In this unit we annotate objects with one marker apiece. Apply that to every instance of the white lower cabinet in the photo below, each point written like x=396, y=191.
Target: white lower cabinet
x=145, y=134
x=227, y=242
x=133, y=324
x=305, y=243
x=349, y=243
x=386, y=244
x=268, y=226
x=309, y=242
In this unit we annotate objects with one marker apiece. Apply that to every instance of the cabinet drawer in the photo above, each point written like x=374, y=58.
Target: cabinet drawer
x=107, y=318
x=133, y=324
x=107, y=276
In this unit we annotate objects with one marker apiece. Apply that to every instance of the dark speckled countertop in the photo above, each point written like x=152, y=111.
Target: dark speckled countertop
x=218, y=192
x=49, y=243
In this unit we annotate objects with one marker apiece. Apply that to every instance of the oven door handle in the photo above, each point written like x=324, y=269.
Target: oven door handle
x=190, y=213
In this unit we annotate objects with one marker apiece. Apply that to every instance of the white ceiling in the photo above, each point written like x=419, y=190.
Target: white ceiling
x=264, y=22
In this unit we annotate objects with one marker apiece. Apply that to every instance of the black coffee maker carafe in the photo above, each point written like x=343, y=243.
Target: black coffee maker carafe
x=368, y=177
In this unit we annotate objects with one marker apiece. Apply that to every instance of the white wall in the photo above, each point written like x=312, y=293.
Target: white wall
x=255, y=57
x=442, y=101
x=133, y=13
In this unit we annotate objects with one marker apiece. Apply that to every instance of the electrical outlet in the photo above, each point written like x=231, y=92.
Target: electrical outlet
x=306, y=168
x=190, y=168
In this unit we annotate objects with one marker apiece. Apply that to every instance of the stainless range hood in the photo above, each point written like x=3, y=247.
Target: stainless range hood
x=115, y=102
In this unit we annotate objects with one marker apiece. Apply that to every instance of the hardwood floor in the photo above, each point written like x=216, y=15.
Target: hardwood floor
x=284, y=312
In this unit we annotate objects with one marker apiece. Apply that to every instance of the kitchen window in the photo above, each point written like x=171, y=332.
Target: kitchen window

■ ■ ■ ■ ■ ■ ■

- Aim:
Duplicate all of the entries above, line for line, with no changes.

- Response to the exercise:
In this unit we annotate objects with one marker apiece. Apply that to every instance of the white lower cabinet in the photo below, each point written like x=396, y=191.
Target: white lower cabinet
x=145, y=134
x=227, y=242
x=133, y=324
x=305, y=243
x=349, y=243
x=386, y=244
x=268, y=226
x=309, y=242
In this unit we annotate objects with one marker apiece. Apply that to every instance of the cabinet drawer in the photo above, each point written like x=374, y=58.
Target: cabinet drawer
x=107, y=318
x=133, y=324
x=107, y=276
In this unit we annotate objects with one marker apiece. Apply that to every instance of the dark speckled countertop in the photo above, each point written like x=152, y=111.
Target: dark speckled countertop
x=218, y=192
x=49, y=243
In this unit we annotate objects with one marker apiece. Apply that to every instance of the oven door handle in the photo above, each point written like x=324, y=269.
Target: oven door handle
x=190, y=213
In this unit we annotate objects with one marker apiece. Apply that to every instance of the white ceiling in the photo above, each point written like x=419, y=190.
Target: white ceiling
x=264, y=22
In this unit we annotate objects with one marker apiece. Apply that to every instance of the black coffee maker carafe in the photo above, each point written like x=343, y=243.
Target: black coffee maker carafe
x=368, y=177
In this unit we annotate objects with one marker apiece. Apply that to every instance of the white wall in the photo above, each point written like x=312, y=293.
Target: white wall
x=255, y=57
x=442, y=101
x=133, y=13
In this unit we annotate objects with one marker apiece. Apply that to every instance of the electrical outlet in the photo above, each point written like x=231, y=92.
Target: electrical outlet
x=306, y=168
x=190, y=168
In this unit we annotate objects with one marker apiece. Apply that to every instance of the stainless range hood in the photo above, each point written like x=3, y=247.
Target: stainless range hood
x=115, y=102
In this unit we annotate objects with one marker apiece. Apply that to every instance of the hardwood floor in the photo above, each point written like x=216, y=15.
Target: hardwood floor
x=284, y=312
In this unit we annotate objects with one marker apiece. Apply that to every instance of the kitchen window in the photo above, each point written like x=171, y=332.
Target: kitchen window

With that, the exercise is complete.